- **Exercise goal**
Below are the records. Restate word for word every line from the one that contains "Is the blue knit" through the final line, both included.

A block of data
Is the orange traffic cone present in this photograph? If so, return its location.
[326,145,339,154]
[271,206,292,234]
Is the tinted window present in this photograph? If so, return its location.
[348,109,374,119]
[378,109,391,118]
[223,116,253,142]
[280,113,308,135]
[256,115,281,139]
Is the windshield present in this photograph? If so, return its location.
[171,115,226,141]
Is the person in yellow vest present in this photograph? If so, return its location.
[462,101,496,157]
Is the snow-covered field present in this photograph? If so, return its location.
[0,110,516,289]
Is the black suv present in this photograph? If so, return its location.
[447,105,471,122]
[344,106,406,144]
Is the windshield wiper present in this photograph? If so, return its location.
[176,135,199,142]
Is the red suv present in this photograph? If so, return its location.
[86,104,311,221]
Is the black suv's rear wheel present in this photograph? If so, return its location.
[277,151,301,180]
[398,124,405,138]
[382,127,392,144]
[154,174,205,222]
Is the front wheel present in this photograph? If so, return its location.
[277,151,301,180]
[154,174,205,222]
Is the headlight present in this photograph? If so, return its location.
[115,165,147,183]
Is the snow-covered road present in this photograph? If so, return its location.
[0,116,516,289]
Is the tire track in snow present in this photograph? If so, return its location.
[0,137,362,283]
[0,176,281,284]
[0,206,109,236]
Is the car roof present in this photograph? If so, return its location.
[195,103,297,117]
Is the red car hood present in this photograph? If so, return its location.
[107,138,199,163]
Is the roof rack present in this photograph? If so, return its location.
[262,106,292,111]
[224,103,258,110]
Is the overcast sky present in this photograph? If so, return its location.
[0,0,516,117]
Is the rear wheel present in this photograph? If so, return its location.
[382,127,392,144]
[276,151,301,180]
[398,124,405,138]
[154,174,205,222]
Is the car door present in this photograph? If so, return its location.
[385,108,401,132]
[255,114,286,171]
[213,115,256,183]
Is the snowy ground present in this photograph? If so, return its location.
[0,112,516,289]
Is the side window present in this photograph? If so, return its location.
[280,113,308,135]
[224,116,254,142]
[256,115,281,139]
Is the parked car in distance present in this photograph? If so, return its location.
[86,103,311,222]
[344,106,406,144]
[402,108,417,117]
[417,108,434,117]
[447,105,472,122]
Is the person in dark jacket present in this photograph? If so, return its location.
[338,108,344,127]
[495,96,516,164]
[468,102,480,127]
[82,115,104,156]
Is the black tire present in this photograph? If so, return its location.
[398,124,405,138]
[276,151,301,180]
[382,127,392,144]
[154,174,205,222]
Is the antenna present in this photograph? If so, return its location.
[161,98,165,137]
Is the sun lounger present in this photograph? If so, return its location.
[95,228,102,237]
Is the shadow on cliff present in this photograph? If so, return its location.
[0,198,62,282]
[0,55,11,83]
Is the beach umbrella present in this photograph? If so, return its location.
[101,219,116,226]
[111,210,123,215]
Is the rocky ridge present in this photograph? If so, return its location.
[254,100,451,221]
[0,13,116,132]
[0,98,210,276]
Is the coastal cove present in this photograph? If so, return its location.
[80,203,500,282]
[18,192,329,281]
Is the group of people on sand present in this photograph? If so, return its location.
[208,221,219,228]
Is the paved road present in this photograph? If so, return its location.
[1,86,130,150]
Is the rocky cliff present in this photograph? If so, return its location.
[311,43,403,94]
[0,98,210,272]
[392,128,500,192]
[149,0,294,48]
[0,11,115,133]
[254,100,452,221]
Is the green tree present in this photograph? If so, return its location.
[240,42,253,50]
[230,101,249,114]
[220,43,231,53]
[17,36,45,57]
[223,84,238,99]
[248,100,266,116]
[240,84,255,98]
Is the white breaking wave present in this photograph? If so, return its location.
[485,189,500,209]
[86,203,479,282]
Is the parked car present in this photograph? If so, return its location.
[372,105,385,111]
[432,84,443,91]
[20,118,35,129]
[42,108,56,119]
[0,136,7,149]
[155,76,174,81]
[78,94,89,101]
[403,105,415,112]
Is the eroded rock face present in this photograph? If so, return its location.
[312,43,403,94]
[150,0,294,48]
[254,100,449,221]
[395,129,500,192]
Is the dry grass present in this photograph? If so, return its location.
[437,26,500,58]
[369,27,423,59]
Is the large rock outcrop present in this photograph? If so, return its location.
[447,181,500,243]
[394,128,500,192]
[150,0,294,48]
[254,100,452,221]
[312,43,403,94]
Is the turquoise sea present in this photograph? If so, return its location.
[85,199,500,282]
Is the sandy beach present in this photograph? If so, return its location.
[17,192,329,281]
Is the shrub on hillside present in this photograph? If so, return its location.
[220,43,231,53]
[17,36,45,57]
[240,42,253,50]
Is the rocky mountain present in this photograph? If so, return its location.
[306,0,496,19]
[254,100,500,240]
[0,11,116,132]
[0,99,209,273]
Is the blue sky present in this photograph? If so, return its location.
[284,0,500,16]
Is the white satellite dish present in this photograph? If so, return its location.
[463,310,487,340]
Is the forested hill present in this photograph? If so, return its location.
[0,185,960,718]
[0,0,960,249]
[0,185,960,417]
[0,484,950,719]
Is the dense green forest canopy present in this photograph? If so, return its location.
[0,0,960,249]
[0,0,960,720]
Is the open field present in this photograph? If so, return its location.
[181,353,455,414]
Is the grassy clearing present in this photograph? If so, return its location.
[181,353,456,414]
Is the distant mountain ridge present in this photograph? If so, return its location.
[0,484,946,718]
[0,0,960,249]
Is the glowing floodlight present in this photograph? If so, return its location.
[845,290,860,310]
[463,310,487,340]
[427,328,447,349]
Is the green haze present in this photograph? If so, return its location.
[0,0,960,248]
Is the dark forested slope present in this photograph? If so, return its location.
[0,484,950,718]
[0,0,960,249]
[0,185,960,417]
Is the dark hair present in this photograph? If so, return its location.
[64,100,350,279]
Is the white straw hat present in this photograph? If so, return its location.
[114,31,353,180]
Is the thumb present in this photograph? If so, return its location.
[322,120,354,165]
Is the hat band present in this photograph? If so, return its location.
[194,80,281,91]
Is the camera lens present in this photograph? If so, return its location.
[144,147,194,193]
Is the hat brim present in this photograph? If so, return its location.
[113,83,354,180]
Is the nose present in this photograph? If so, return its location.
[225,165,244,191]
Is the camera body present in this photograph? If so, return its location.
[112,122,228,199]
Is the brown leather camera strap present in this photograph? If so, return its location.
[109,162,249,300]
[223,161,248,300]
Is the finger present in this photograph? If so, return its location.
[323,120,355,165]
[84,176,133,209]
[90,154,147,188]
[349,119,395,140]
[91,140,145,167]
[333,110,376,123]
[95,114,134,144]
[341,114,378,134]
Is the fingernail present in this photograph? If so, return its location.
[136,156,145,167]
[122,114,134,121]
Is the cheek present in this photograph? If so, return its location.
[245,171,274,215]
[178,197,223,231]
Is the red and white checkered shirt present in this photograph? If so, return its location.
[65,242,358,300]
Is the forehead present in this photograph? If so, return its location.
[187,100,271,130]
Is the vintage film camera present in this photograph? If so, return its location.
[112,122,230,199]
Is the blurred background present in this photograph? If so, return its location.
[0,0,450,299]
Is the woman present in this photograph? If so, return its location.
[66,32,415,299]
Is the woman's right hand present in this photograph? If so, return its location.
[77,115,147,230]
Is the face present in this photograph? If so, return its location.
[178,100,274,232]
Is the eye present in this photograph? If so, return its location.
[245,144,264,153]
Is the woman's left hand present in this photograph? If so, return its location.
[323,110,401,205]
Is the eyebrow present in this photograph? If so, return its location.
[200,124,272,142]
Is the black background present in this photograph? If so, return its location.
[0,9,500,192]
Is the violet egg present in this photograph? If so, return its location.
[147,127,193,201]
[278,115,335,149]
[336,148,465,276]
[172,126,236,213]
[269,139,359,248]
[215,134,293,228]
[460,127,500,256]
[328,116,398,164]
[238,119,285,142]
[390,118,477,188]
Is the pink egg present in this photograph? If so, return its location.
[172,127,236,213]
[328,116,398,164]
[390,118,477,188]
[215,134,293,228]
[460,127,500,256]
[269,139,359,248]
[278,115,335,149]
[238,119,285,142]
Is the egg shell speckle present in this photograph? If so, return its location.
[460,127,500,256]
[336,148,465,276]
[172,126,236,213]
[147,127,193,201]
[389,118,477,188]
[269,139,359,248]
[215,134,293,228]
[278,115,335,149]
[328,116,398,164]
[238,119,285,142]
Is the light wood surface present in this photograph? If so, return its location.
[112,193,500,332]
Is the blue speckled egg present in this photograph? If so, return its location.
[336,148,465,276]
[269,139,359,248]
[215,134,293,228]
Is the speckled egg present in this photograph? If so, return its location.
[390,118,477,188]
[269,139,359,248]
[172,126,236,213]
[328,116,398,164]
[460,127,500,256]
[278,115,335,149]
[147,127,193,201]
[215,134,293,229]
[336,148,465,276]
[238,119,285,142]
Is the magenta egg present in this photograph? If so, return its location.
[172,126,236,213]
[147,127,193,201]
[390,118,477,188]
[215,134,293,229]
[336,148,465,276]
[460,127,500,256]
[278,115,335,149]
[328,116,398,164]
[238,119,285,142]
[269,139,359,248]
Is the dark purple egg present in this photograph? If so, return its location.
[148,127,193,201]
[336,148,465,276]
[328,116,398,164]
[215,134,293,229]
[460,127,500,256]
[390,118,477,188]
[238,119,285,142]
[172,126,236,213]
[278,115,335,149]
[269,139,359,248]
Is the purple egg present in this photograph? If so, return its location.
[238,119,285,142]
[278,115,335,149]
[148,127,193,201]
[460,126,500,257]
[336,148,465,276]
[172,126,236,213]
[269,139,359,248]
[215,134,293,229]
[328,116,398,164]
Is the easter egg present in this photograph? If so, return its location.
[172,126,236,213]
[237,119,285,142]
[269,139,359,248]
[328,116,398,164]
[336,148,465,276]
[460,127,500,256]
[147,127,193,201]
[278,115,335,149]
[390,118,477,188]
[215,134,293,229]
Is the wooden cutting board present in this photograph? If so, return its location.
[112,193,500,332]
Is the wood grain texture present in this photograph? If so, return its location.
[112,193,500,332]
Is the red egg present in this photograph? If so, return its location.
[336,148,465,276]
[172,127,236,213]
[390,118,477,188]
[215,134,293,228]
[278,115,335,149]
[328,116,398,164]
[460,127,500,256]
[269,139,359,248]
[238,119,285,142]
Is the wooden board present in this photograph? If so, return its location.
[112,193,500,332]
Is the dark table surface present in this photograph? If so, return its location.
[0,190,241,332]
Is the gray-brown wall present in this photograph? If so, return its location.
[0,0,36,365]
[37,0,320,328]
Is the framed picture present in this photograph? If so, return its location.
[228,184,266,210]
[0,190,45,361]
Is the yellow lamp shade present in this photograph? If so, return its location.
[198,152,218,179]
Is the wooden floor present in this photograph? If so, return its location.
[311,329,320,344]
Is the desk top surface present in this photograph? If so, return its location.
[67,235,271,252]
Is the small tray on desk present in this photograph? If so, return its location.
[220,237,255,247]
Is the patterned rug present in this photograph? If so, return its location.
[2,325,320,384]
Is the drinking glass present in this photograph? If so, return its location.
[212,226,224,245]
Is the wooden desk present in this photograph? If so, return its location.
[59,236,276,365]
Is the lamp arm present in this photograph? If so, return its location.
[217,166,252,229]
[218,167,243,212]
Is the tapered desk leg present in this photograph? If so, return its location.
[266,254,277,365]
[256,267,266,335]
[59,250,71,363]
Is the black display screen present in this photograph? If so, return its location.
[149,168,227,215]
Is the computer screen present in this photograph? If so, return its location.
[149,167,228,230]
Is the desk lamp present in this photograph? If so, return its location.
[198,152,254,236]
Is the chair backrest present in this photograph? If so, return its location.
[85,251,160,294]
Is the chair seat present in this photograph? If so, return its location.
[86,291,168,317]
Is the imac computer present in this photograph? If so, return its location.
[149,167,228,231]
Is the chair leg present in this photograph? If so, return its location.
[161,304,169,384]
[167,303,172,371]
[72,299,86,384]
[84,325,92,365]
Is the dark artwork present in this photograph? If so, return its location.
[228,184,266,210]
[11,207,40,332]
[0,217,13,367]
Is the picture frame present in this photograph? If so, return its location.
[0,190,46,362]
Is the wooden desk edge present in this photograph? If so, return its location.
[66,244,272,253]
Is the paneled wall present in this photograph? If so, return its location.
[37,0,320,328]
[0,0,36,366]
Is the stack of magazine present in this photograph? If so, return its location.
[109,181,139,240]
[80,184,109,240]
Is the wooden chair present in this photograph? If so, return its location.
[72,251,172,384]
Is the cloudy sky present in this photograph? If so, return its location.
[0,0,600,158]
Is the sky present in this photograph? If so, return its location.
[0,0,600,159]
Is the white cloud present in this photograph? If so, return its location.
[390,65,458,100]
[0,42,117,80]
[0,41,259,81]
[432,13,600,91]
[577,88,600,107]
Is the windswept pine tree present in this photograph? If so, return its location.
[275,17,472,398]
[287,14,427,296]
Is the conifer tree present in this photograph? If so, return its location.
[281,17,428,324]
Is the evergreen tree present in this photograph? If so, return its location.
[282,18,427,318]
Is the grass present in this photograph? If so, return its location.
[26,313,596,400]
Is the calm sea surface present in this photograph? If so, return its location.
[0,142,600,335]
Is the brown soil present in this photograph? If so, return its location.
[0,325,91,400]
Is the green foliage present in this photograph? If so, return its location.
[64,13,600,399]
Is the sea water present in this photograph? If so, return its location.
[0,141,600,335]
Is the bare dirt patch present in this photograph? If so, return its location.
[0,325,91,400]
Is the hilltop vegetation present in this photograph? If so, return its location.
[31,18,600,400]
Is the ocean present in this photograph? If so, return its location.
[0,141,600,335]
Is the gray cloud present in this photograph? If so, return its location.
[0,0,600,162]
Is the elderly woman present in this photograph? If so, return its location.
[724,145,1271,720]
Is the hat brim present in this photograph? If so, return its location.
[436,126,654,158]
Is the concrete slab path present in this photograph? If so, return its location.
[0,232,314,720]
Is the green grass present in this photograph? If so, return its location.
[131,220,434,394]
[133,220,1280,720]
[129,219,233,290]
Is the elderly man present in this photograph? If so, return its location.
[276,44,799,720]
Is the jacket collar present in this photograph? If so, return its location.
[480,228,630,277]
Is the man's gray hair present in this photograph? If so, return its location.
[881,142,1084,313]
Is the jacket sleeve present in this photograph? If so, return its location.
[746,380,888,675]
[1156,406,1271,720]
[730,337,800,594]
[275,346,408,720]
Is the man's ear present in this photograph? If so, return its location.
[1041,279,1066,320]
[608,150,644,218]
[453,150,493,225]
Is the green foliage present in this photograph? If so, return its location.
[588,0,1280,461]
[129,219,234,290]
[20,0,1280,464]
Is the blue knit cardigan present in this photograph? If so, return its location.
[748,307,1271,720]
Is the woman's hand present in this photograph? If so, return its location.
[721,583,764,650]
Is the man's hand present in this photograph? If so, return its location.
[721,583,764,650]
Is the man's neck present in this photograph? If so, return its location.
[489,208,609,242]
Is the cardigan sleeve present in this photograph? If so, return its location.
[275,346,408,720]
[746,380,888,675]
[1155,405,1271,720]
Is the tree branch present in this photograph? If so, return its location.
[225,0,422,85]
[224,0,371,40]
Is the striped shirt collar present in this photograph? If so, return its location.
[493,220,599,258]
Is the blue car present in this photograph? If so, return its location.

- **Answer to this exercise**
Is the blue knit cardigan present in this photograph? If so, return its location.
[748,307,1271,720]
Is the woman's hand present in this photograph? If so, return its location.
[721,583,764,650]
Is the man's hand present in this photograph? If so, return its location.
[721,583,764,650]
Is the man's neck present in this photograph? If so, return its location.
[489,208,609,242]
Is the cardigan sleeve present in this photograph? If so, return its location.
[275,346,408,720]
[746,380,888,675]
[1155,405,1271,720]
Is the tree branch present in this photograph? If so, return its location.
[225,0,422,85]
[224,0,371,40]
Is the striped shirt collar present in this photograph? If so, return its location.
[493,220,599,258]
Is the blue car present in this photograph? If so, return its location.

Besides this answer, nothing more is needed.